THE TASK: Please edit the records below so that "Curation task" becomes "Labeling task" everywhere, keeping every other line the same. Write out all the records except the pictures.

Excerpts from a detection dataset
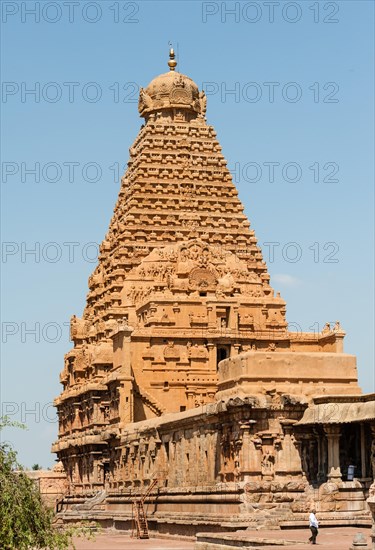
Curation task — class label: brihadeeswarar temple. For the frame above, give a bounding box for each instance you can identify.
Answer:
[53,50,375,537]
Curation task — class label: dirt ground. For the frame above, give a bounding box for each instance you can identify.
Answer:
[75,527,371,550]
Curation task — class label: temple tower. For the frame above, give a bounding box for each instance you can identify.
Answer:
[53,50,358,496]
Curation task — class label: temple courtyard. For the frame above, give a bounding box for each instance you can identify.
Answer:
[75,527,371,550]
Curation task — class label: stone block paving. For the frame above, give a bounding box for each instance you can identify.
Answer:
[74,527,371,550]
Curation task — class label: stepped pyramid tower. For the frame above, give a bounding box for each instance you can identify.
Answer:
[53,50,370,524]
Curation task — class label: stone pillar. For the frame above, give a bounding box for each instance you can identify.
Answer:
[324,424,341,481]
[240,420,262,481]
[207,342,216,371]
[360,422,367,479]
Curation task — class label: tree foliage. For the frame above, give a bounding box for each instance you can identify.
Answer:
[0,417,92,550]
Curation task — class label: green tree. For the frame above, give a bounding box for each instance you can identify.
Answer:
[0,417,93,550]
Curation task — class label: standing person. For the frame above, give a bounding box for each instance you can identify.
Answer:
[309,509,319,544]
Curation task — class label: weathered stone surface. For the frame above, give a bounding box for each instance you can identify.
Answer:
[53,50,375,533]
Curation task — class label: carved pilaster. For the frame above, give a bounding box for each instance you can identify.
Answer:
[324,424,342,481]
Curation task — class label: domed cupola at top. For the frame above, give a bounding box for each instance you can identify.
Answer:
[138,49,206,121]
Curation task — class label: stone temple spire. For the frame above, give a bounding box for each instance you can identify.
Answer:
[57,49,287,432]
[168,48,177,71]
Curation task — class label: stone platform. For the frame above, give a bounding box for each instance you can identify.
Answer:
[74,527,370,550]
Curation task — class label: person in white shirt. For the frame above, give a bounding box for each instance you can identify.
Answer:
[309,509,319,544]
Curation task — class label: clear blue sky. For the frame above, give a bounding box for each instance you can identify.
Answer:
[1,0,374,466]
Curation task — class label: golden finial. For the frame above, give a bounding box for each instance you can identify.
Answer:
[168,48,177,71]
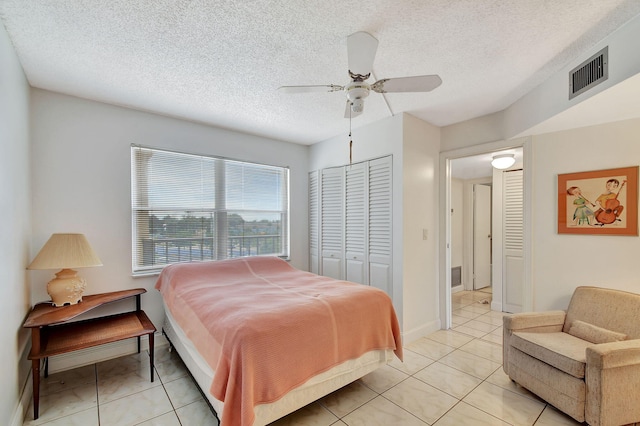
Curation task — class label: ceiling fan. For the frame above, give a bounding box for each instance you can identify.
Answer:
[278,31,442,118]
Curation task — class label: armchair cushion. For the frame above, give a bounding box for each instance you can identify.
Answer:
[569,320,627,343]
[511,331,593,379]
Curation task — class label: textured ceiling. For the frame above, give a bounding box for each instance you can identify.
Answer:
[0,0,640,144]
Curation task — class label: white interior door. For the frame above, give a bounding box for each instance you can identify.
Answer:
[473,184,491,290]
[502,170,524,312]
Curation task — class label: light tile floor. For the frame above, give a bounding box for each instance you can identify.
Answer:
[24,291,579,426]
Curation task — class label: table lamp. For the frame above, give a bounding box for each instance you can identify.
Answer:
[27,234,102,306]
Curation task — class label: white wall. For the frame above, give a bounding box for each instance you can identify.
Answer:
[441,15,640,151]
[0,20,31,425]
[449,178,464,272]
[31,89,309,330]
[532,119,640,311]
[402,114,440,342]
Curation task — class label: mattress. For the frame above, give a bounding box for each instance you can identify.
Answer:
[162,306,394,426]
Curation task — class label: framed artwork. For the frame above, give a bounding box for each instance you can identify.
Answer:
[558,166,638,235]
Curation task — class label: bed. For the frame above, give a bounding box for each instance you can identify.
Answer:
[156,257,402,426]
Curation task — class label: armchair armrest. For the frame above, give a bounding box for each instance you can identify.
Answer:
[587,339,640,370]
[585,339,640,426]
[503,311,567,332]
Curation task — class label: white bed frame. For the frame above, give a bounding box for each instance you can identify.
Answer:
[162,306,394,426]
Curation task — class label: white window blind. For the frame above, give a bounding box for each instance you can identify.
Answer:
[131,146,289,274]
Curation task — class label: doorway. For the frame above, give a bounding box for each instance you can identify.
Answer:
[440,140,530,328]
[471,183,492,291]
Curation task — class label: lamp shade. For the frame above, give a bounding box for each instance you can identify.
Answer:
[491,154,516,170]
[27,234,102,269]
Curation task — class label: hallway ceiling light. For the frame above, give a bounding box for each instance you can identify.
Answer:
[491,154,516,170]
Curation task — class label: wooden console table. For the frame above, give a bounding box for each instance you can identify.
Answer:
[23,288,156,420]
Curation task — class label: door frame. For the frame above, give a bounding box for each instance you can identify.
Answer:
[469,182,493,290]
[438,137,533,329]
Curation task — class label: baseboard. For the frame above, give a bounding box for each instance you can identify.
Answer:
[402,320,440,345]
[9,370,33,426]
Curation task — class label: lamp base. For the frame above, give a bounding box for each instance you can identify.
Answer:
[47,269,87,306]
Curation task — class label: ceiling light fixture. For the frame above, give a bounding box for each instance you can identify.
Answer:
[491,154,516,170]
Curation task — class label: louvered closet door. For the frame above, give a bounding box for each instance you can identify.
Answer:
[309,170,320,274]
[345,163,369,284]
[368,157,393,296]
[320,167,344,280]
[502,170,524,312]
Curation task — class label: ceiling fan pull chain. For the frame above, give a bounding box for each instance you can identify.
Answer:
[349,108,353,165]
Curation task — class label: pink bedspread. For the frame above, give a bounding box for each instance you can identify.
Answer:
[156,257,402,426]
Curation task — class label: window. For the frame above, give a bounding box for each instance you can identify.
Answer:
[131,145,289,274]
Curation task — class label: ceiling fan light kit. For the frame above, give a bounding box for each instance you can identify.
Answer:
[278,31,442,119]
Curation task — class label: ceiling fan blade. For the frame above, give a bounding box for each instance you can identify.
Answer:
[347,31,378,80]
[371,75,442,93]
[344,99,364,118]
[278,84,344,93]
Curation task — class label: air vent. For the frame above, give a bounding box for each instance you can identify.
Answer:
[569,47,609,99]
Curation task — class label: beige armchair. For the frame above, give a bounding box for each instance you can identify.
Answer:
[503,287,640,426]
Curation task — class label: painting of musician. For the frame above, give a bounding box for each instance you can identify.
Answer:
[558,167,638,235]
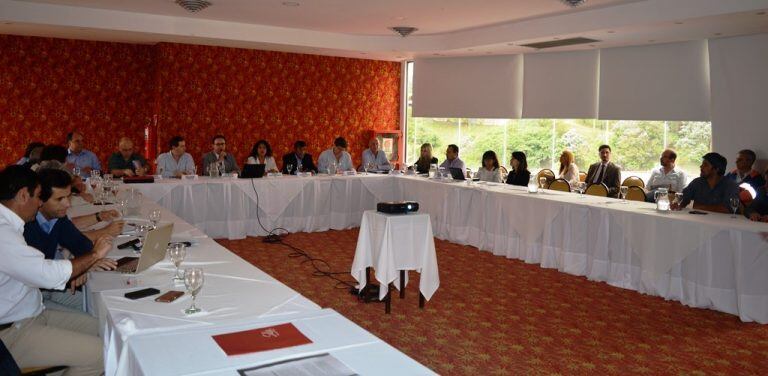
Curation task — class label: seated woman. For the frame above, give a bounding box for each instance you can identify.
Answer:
[558,150,579,186]
[416,142,437,174]
[507,151,531,186]
[475,150,501,183]
[245,140,278,172]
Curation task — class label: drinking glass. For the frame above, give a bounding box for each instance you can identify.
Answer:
[619,185,629,204]
[728,197,741,218]
[149,209,162,229]
[168,243,187,282]
[184,268,204,315]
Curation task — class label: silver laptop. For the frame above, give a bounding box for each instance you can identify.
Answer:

EXPECTED OUTPUT:
Labeling task — class label: brihadeeswarar temple. For the frame above, give a bounding box for each instance you can identify.
Answer:
[53,50,375,537]
Labeling task — class label: dirt ground. For the frame above, give a bounding box for each instance you can identify.
Answer:
[75,527,371,550]
Labeling task — class label: temple tower. For the frame above, give a bounding box for each instance you can identify.
Answer:
[53,50,358,496]
Labeling task — class label: temple courtyard. For the frame above, give a bounding box for each instance you can identify.
Answer:
[75,527,371,550]
Labeling task — class label: stone block paving. For the frame above, give a bounding box for each instance you can identify.
Answer:
[74,527,371,550]
Labeling task — class label: stepped pyramid tower. For the frame above, give a bounding box for each instance you can identify.
Answer:
[53,50,370,524]
Labeling task — class label: stone pillar. For the frame above, give a bounding box for each instance you can identify.
Answer:
[324,424,341,481]
[240,420,262,481]
[207,342,216,371]
[360,422,367,479]
Labeling task — class label: tree foliage. For the frame above, give a bounding box for each instance you can identify.
Answer:
[0,417,92,550]
Labeling task — class label: green tree. For the frame above, give a bounding box for each instance you can identify.
Answer:
[0,417,93,550]
Labeling task — class label: standing person. For the frame above, give a bounding box for each instance you can identify.
Answer:
[309,509,319,544]
Labeling task — class label: weathered stone surface. For the frame above, give a bounding box for each instance you can identify.
Answer:
[53,50,375,533]
Labeling task — class label: carved pilaster. For the frame above, give a bounding box for each instance you can identify.
Answer:
[324,424,342,481]
Labeling task — class label: domed cupola at top. For the frame above, give a bounding box for each instance you can identify.
Answer:
[138,49,206,121]
Labeling task — class label: stone temple spire. For the frame above, give a bounding box for each instance you can identify.
Answer:
[57,49,287,432]
[168,48,177,71]
Labeling task — class label: stone platform. For the frame above, give a bounding box for each instance you can identify.
Answer:
[74,527,370,550]
Labeling task — class label: person in white shirt. For the frame above, give a bounding box for each instance you can identify.
Answer:
[309,509,319,544]
Labeling task — class label: clear blue sky. For the frame above, give a bounding box for each instance you can identify.
Answer:
[1,0,374,466]
Labeling task — class label: golden finial. For the frame above, give a bounding box for each instance you can identify.
Answer:
[168,48,177,71]
Labeling task — class label: ceiling fan. For the frame above, give a bounding box for each instance you can identify.
Answer:
[278,31,442,118]
Labeling task — class label: armchair cushion. For the frame above, give a bounding box for each instance you can identify.
Answer:
[569,320,627,343]
[511,331,593,379]
Labeling task — class label: textured ceiling. For the frame above, give a bounding box for each instance you can identify.
Answer:
[0,0,640,144]
Labeling task — class label: white interior door. For the frame above, give a bounding box for each instance you can identify.
Answer:
[473,184,491,290]
[502,170,524,312]
Labeling task — class label: light tile floor. For the frame above, give a bounding box for each instance you can identify.
Answer:
[24,291,579,426]
Labeling task — class label: table lamp. For the frame above, give a bounding box for each instance you can identify.
Answer:
[27,234,102,306]
Labeling task — class label: white wall. For the frame above, give a bounding box for each instance you can identify.
Answer:
[441,15,640,151]
[0,20,31,425]
[449,178,464,272]
[31,89,309,330]
[532,119,640,311]
[402,114,440,342]
Labeling task — class label: mattress. For the frame above, give a bounding box for each instance you can identify.
Answer:
[162,306,394,426]
Labeling task — class label: framed artwork. For the frame above, give a bounding box for each instance you can identify.
Answer:
[558,166,638,235]
Labeling task — class label: bed. For the frame above, give a bounding box for each instance you can identify.
Answer:
[156,257,402,426]
Labeling task — class label: armchair armrest. For the frame above, give a bounding box for each instance you can identify.
Answer:
[587,339,640,370]
[585,339,640,426]
[503,311,567,332]
Labeling task — class label: white bed frame. For the frame above, give a bounding box for each instance you can identify.
Answer:
[162,306,394,426]
Labeling task — class label: white window blind. For the frame above, give a bounding box for each instance you can identify.
Answer:
[131,146,289,274]
Labeling task — class label: doorway. For the frame above, give a bounding box for each instance you can identify.
Answer:
[440,140,530,328]
[471,183,492,291]
Labeling task — class label: lamp shade. For the frame above, give a bounding box for each instance you can identify.
Answer:
[491,154,516,170]
[27,234,102,269]
Labeling task — class label: hallway ceiling light. For the frame above, give a bounding box for each instance you can identify.
Answer:
[491,154,516,170]
Labeling task — class label: wooden console table. For the frame above, give a bounding box for each instance you can identify.
Answer:
[23,288,156,420]
Labeling task — class label: door frame. For the frame above, give a bounding box for each instance you can identify.
Answer:
[469,182,493,290]
[438,137,533,329]
Labeling task — class label: baseboard. For the frame above, give a bounding box for each instance you can identify.
Answer:
[402,320,440,345]
[9,370,33,426]
Labeling task — class label: lamp base. For the frame above, give a bounding box for each instance you can identify.
Answer:
[47,269,87,306]
Labeling task — class label: ceiling light fixture. For the frame above, give a bounding box for each instance you can identify.
Answer:
[491,154,516,170]
Labeling task — class label: louvered closet door. For the frame above, give a bounding box for each instance you can identify.
Answer:
[309,170,320,274]
[345,163,369,284]
[368,157,393,296]
[320,167,344,280]
[502,170,524,312]
Labeling task — class label: ceiling fan pull chain. For the frame above, give a bounding box for each instance you can identify.
Answer:
[349,108,353,165]
Labeling task — class label: pink bedspread. For the frame above, give a bounding box for each instance you can identify.
Answer:
[156,257,402,426]
Labeling task — class label: window. For the frame above, give a bounding box for each instance you can identify.
Answer:
[131,145,289,274]
Labeling task — class label: ceiling fan light kit. For the frame above, give a bounding box for each instance you can identify.
Answer:
[278,31,442,119]
Labeling task — class label: ceiling fan blade. For the frame above, give a bounding box for each instance you can identify.
Answer:
[347,31,378,80]
[371,75,442,93]
[344,99,364,118]
[278,84,344,93]
Labeling task — class label: air vent. For the frame above, give a bounding box for each instance you can identify.
Answer:
[569,47,609,99]
Labeling task — class label: beige armchair. For the frame above, give a bounding box for each instance you can identify.
Answer:
[503,287,640,426]
Labeling task — class label: painting of musician. For the frame above, give a bounding box for each instance you can identify.
Answer:
[558,167,638,235]
Labeling task — class label: seated woman. For the frame above, give a bounding box for each instance you can identify.
Answer:
[558,150,579,186]
[416,142,437,174]
[507,151,531,186]
[475,150,501,183]
[245,140,278,172]
Labeling task — class label: drinking glass. For the frame above, give a bounding box for each instance you can identify.
Answer:
[619,185,629,204]
[728,197,741,218]
[149,209,162,229]
[168,243,187,282]
[184,268,204,315]
Labeling task — class label: silver laptop. For the frame above, give a bounding box for each instance you can identify.
Answer:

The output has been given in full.